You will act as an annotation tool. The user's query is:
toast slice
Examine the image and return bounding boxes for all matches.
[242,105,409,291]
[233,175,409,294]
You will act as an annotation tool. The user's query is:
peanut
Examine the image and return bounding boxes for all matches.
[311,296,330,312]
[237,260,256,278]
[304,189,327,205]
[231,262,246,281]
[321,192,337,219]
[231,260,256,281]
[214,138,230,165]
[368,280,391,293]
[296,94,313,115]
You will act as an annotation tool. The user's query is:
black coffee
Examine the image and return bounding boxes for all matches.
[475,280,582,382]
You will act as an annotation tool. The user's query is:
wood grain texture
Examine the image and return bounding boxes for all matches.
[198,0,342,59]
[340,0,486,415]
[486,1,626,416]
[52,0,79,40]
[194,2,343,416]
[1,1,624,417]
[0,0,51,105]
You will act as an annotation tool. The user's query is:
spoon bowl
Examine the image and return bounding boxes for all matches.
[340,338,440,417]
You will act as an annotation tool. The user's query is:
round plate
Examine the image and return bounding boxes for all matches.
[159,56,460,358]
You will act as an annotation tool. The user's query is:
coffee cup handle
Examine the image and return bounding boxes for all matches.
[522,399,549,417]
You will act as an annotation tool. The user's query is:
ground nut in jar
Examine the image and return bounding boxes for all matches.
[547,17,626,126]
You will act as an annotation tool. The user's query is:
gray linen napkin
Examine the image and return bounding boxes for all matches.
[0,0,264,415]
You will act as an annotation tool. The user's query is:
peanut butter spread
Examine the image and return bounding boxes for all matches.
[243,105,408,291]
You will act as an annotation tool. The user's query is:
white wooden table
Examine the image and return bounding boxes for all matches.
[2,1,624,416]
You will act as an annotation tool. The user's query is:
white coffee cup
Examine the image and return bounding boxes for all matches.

--

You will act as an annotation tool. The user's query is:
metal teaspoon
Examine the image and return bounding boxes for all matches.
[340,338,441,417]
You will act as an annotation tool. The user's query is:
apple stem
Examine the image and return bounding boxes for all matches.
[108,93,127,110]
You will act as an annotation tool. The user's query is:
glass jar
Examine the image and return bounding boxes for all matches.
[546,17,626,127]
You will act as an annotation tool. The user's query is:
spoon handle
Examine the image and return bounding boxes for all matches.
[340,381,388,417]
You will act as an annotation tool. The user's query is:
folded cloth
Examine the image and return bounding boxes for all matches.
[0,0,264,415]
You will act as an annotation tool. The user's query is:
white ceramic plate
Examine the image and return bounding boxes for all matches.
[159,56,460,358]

**TASK DETAILS**
Wherever the string "coffee" occurs in the data, copy the line that holds it.

**SOLUTION TO THIS EXERCISE**
black coffee
coffee cup handle
white coffee cup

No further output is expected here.